Task to carry out —
Return the records, each one exactly as written.

** Start of Record set **

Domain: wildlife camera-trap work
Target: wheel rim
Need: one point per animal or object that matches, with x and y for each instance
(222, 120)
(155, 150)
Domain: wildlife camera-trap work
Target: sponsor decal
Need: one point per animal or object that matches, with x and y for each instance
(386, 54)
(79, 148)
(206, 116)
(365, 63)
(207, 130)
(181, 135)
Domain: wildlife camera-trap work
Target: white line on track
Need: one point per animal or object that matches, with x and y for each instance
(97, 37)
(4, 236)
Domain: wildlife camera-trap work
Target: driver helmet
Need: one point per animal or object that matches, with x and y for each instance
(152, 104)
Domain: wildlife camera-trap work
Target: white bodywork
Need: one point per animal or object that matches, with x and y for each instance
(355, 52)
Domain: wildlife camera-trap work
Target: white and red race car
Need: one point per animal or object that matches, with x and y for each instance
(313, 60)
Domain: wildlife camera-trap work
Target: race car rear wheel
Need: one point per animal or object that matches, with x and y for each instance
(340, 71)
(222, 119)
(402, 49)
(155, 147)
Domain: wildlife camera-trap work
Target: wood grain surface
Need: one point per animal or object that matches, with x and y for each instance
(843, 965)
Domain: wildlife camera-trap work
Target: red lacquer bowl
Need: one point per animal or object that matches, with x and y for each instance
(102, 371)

** End of Record set **

Answer to the exercise —
Domain: wildlife camera-trap work
Target: wheel rim
Need: one point per animal or object that matches, with x and y for each instance
(222, 120)
(155, 150)
Domain: wildlife camera-trap work
Target: sponsor decal
Need: one point per animal or object that matches, with x and y for each instance
(386, 54)
(79, 148)
(206, 116)
(365, 63)
(207, 130)
(181, 135)
Domain: wildlife camera-trap work
Target: white line on track
Need: one point per animal or object that matches, with x and y for each instance
(97, 37)
(4, 236)
Domain: wildlife camera-trap work
Target: driver helmet
Need: one point per animal or object that matches, with x and y for each instance
(152, 104)
Domain: wildlife camera-trap work
Target: white bodywork
Need: one point per animal or object that matches, with x and y for each instance
(355, 52)
Domain: wildlife camera-trap work
Target: white and red race car
Need: one point per animal or object that matches, with x and y for each instance
(313, 60)
Domain: wildlife camera-trap work
Target: race car rear wheel
Need: one point per animal or object that matches, with x and y for each instance
(340, 71)
(222, 119)
(402, 49)
(155, 147)
Domain: wildlife camera-trap work
Target: wood grain surface
Need: one point per animal or object that matches, with x and y for each instance
(843, 965)
Domain: wildlife camera-trap work
Target: red lacquer bowl
Need: one point per animal or object that matches, with x and y for each instance
(102, 371)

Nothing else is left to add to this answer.